SOURCE TEXT:
1. Refreshable Clone PDB environment

Refresh Scheduled nightly (4AM)

I am not going to describe the full configuration, since I already wrote about it in detail in my other blog post but will at least share the job defined to perform the daily refresh using dbms scheduler.

1- The refresh procedure

CREATE OR REPLACE PROCEDURE sys.psprod_refresh AS BEGIN EXECUTE IMMEDIATE 'ALTER PLUGGABLE DATABASE PSPDB_RO CLOSE IMMEDIATE'; EXECUTE IMMEDIATE 'ALTER PLUGGABLE DATABASE PSPDB_RO REFRESH'; EXECUTE IMMEDIATE 'ALTER PLUGGABLE DATABASE PSPDB_RO OPEN READ ONLY'; END;/

2- The refresh JOB

BEGIN
DBMS_SCHEDULER.CREATE_JOB (
job_name => 'PSPROD_REFRESH_JOB',
job_type => 'STORED_PROCEDURE',
job_action => 'sys.psprod_refresh',
repeat_interval => 'freq=daily;byday=mon,tue,wed,thu,fri;BYHOUR=4; BYMINUTE=1',
auto_drop => FALSE,
enabled => TRUE,
comments => 'Automatic refresh of the prod PDB clone');
END;
/

SQL>@check_job PSPROD_REFRESH_JOB
JOB_NAME     REPEAT_INTERVAL     
------------------ --------------------------------------------------------
PSPROD_REFRESH_JOB
freq=daily;byday=mon,tue,wed,thu,fri;BYHOUR=4; BYMINUTE


Ghost archives in the source CDB

It took me few weeks before I realized that the archive log disk started to fill up a bit, even if the archive logs were cleaned up after each backup due to a defined retention (7 days) in RMAN.

What did I notice ?

I found archive logs that have different naming convention than the default one for the source CDB. It was not even listed by RMAN during a crosscheck.

  • Normal archive naming

ARC0000001891_1075820594.0001

  • Unusual archive logs

PARLOG_1_739_6B244BFA_1075820594.ARC

These new PARLOG% archive logs were just piling up, since the refreshes started. Although it’s a Windows environment, it doesn’t change the nature of the issue. 

This image has an empty alt attribute; its file name is image-15.png

  • Where do these PARLOG archives come from? Something I haven’t seen in the multitenant documentation so far.

Root cause

It’s clear now that my PDB refreshes are behind the creation of new archives in the source CDB that will never be acknowledged by source RMAN and never used for any restore (see refresh log below).

WRITTEN EXERCISE 1: Switch "multitenant" to "container" and write out the part of the PDB refresh post that begins at the words "This image has" and stops after "documentation so far.".
WRITTEN EXERCISE 2: Output the lines of the listing exactly, beginning at the line that has "the dark hair" and stopping after the last line of the listing, with both ends included and the pictures left out.

EXERCISE DATA:
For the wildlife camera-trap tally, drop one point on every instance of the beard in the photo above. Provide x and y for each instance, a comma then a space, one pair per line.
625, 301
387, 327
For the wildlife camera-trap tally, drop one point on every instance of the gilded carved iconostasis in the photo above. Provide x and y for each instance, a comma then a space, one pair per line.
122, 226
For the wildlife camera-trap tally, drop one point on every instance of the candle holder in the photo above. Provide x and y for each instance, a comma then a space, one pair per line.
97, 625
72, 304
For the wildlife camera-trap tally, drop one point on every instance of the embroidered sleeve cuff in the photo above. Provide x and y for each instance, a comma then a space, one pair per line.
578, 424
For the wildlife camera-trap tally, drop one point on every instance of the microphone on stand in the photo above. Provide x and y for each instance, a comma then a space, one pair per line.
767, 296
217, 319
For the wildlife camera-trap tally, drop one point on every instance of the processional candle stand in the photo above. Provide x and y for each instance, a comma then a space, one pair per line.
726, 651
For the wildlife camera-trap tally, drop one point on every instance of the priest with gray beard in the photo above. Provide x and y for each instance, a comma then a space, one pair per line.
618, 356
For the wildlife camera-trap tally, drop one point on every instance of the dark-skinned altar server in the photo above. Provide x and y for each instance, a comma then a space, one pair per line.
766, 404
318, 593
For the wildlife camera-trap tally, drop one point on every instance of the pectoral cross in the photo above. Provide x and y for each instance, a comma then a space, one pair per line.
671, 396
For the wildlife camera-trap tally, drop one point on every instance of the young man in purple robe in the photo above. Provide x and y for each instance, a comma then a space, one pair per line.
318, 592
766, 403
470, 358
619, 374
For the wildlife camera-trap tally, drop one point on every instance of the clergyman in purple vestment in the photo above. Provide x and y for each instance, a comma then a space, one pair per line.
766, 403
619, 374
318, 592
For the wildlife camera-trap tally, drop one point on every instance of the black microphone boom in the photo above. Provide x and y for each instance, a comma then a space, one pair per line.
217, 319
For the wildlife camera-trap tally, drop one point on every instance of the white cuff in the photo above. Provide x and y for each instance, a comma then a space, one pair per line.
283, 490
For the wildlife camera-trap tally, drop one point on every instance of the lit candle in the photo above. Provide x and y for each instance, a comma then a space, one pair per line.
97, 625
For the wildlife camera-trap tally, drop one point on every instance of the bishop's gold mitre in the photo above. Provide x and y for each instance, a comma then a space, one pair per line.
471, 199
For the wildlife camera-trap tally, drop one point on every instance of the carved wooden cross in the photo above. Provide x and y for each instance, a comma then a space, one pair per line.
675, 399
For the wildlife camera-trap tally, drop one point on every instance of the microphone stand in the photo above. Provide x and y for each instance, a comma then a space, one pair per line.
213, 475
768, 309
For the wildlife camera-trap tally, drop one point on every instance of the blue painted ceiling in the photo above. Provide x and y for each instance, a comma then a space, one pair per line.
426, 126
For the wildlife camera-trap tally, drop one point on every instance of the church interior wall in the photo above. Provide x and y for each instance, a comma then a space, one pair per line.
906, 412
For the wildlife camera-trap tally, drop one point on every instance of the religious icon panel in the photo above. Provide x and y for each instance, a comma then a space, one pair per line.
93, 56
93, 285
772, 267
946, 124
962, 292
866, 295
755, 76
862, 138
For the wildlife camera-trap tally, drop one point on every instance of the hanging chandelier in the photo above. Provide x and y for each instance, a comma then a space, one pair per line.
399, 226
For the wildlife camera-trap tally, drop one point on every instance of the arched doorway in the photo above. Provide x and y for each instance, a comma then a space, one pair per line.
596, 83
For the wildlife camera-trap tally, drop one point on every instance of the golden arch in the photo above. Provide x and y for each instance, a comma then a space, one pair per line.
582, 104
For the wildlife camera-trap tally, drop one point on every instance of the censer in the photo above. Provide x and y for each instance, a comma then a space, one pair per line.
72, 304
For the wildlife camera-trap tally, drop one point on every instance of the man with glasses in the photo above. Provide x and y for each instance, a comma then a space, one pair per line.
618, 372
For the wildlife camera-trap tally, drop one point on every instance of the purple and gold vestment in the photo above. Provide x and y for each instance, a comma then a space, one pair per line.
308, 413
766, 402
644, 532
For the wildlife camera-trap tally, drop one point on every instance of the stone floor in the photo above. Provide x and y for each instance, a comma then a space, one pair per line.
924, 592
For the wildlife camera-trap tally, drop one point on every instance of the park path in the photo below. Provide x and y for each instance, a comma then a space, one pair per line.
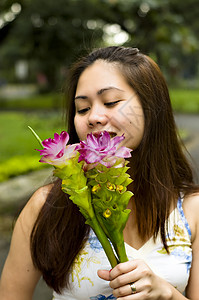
19, 189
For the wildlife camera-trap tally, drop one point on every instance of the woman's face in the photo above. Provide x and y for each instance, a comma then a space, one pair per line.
104, 101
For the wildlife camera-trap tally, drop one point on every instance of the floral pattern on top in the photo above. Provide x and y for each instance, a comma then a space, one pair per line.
178, 239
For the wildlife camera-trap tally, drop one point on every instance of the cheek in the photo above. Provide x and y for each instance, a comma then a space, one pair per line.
80, 128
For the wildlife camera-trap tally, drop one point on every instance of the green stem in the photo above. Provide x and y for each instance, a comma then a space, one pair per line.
104, 241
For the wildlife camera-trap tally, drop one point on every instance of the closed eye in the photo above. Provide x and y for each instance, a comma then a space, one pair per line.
83, 111
111, 103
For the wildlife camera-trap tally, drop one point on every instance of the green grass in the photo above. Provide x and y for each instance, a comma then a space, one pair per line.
185, 101
17, 151
38, 102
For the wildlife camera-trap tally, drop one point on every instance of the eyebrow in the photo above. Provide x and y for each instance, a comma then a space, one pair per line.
100, 92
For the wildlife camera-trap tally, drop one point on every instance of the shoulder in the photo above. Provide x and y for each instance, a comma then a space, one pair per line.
191, 209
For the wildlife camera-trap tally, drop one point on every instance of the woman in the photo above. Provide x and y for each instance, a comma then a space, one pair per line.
121, 91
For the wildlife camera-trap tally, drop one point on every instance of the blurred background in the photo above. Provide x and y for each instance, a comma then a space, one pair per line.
40, 39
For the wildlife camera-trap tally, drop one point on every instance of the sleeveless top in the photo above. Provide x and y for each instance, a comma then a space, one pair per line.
173, 267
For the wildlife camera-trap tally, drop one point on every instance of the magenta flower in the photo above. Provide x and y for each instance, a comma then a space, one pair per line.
100, 148
55, 151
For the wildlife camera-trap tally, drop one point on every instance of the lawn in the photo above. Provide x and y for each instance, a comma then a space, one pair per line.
17, 151
185, 101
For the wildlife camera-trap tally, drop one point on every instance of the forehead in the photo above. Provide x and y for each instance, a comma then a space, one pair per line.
100, 75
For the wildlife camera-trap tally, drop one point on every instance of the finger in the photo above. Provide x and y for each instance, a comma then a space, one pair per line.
125, 279
125, 291
123, 268
104, 274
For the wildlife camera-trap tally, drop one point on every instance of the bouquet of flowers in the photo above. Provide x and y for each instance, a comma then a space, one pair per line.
93, 174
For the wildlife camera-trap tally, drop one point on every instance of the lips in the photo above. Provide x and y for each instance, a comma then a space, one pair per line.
111, 133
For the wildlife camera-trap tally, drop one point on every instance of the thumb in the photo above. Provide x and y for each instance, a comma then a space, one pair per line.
103, 274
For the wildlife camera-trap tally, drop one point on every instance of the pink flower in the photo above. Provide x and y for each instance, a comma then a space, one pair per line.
100, 148
55, 151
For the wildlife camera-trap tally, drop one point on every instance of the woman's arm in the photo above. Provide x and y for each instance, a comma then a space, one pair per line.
148, 284
19, 276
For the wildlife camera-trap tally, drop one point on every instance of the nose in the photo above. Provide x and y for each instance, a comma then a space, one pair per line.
97, 117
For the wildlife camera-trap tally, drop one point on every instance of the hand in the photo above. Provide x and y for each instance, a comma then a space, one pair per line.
147, 284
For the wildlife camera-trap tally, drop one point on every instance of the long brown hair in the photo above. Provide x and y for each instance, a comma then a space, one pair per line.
158, 166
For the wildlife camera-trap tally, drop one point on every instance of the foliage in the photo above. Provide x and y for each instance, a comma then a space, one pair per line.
185, 101
17, 139
17, 154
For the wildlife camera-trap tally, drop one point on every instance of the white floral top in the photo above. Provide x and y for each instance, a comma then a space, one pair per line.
173, 267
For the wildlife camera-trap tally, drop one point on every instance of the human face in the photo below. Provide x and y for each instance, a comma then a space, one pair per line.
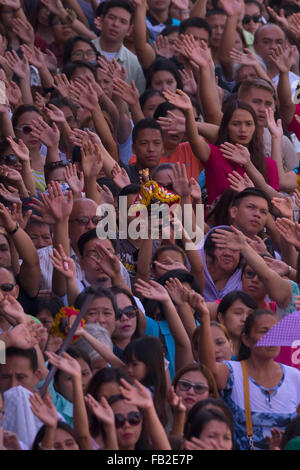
219, 433
252, 13
5, 254
226, 260
40, 235
136, 369
128, 434
261, 326
64, 441
17, 371
167, 258
148, 148
91, 264
151, 104
45, 318
217, 24
251, 215
83, 51
252, 285
163, 80
26, 120
125, 327
199, 34
259, 100
246, 72
269, 37
81, 208
241, 127
223, 347
235, 317
101, 311
190, 397
115, 25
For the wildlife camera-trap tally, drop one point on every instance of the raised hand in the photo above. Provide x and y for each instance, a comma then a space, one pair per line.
120, 176
65, 363
151, 290
178, 99
136, 395
239, 183
49, 136
284, 205
44, 409
100, 409
128, 93
237, 153
63, 263
234, 240
76, 183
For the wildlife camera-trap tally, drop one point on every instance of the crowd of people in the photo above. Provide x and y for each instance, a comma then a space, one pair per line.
108, 111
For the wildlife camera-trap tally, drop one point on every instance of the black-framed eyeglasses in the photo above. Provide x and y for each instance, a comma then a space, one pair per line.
7, 287
84, 220
185, 386
10, 160
255, 18
25, 129
130, 312
134, 418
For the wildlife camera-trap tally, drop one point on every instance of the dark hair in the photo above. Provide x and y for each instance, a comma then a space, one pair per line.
197, 367
53, 305
256, 147
148, 93
231, 297
20, 110
98, 293
195, 22
104, 7
163, 64
198, 419
149, 350
69, 45
70, 68
29, 354
257, 192
245, 352
163, 108
106, 375
292, 430
146, 123
41, 433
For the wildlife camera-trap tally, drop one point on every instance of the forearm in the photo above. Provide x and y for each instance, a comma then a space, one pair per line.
104, 133
286, 105
155, 430
80, 418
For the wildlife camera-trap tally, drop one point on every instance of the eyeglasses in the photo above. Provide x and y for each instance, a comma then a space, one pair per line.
10, 160
80, 53
85, 220
134, 418
7, 287
255, 18
185, 386
130, 312
25, 129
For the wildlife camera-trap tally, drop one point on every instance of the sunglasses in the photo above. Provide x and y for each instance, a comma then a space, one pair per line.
7, 287
85, 220
130, 312
255, 18
25, 129
185, 386
134, 418
10, 160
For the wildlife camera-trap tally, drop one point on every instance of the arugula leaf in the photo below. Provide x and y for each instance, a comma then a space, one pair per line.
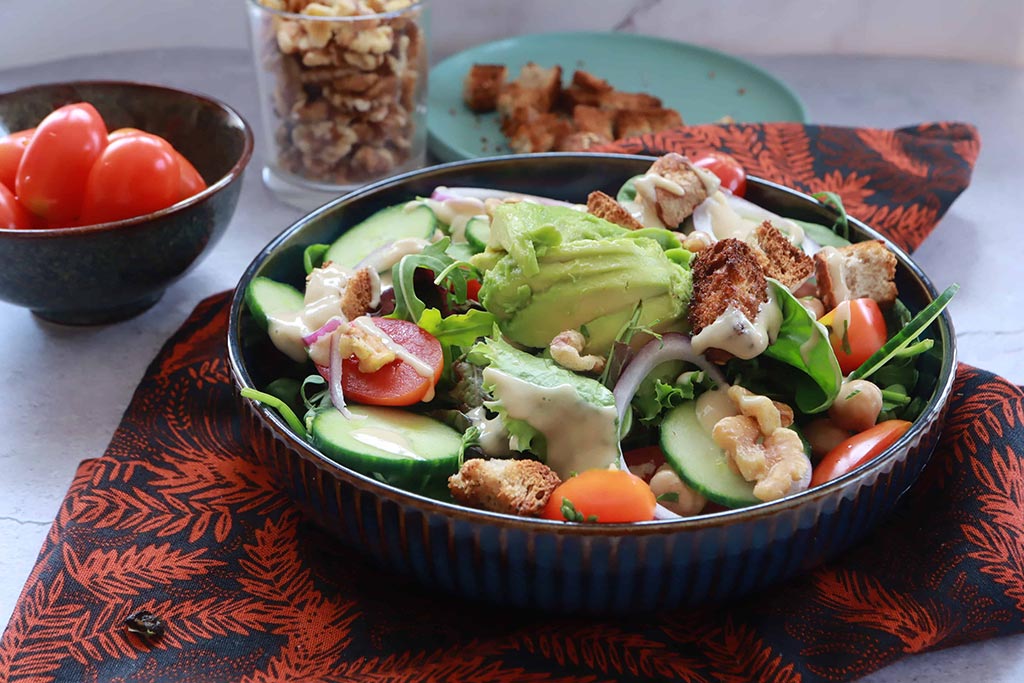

EXPECTED ANSWER 1:
This image has an empty alt attribute; its file name is image-15.png

  • Where do these PARLOG archives come from? Something I haven’t seen in the container documentation so far.

EXPECTED ANSWER 2:
For the wildlife camera-trap tally, drop one point on every instance of the dark hair in the photo above. Provide x and y for each instance, a comma then a space, one pair per line.
197, 367
53, 305
256, 147
148, 93
231, 297
20, 110
98, 293
195, 22
104, 7
163, 64
198, 419
149, 350
69, 45
70, 68
29, 354
257, 192
245, 352
163, 108
106, 375
292, 430
146, 123
41, 433
For the wildlife camera-trap tally, drop one point on every instance of the forearm in the photo above. Provide x and y for each instance, a comma then a space, one pair per line.
104, 133
286, 105
155, 430
80, 418
For the wildlife camera-trap tally, drop one point on every instance of the eyeglasses in the photo above. Provide x and y for each instance, a comma then a space, one pair per line.
10, 160
80, 53
85, 220
134, 418
7, 287
255, 18
185, 386
130, 312
25, 129
For the wildlife camera-trap tally, drop one point on every instance of the sunglasses in the photo above. Provide x and y for each instance, a comma then a space, one pair per line.
7, 287
85, 220
130, 312
255, 18
25, 129
185, 386
134, 418
10, 160
For the wildlife camera-trap tally, drop one point on every instance of the arugula leaf in the photo below. Provide x and y for each instance, a comma then a space, one pair per line.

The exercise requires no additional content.